Data to examine Block Start

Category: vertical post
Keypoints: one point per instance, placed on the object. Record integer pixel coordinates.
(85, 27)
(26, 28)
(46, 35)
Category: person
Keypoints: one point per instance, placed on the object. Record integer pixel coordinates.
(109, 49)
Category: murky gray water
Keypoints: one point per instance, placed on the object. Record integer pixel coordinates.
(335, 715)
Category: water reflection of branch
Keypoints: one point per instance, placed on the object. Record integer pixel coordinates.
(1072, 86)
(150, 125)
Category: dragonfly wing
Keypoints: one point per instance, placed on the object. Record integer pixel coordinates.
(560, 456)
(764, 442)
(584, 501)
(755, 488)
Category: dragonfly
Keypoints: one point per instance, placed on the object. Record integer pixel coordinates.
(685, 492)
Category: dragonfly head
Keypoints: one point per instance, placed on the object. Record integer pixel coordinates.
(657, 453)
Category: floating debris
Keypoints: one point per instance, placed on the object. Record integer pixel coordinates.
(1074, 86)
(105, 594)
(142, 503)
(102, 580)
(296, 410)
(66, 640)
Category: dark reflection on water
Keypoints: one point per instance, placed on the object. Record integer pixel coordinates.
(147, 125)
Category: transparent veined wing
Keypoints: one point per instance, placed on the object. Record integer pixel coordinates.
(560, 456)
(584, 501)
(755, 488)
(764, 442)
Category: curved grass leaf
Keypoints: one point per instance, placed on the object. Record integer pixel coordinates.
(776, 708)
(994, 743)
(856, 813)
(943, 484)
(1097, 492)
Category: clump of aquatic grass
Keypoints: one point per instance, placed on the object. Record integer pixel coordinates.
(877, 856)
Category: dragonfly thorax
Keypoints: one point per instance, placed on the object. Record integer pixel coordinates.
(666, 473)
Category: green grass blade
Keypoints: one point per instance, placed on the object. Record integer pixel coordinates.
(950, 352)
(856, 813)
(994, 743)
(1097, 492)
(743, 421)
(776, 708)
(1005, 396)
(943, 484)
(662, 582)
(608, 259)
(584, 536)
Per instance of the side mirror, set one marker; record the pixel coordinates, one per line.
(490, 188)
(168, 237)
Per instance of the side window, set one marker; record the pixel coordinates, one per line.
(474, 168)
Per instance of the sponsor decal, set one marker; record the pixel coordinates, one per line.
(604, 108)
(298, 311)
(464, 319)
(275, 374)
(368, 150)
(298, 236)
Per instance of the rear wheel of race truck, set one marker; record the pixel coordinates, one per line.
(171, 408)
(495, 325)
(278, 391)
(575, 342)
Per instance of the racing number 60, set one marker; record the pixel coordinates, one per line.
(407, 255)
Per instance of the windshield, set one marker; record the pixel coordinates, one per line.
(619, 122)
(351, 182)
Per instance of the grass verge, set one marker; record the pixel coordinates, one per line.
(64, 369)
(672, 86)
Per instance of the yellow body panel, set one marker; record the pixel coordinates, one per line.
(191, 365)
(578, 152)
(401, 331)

Data to examine Block End

▶ [Activity]
Working through the entries line by line, count those containing "reflection" and report only the number.

▶ [Task solution]
2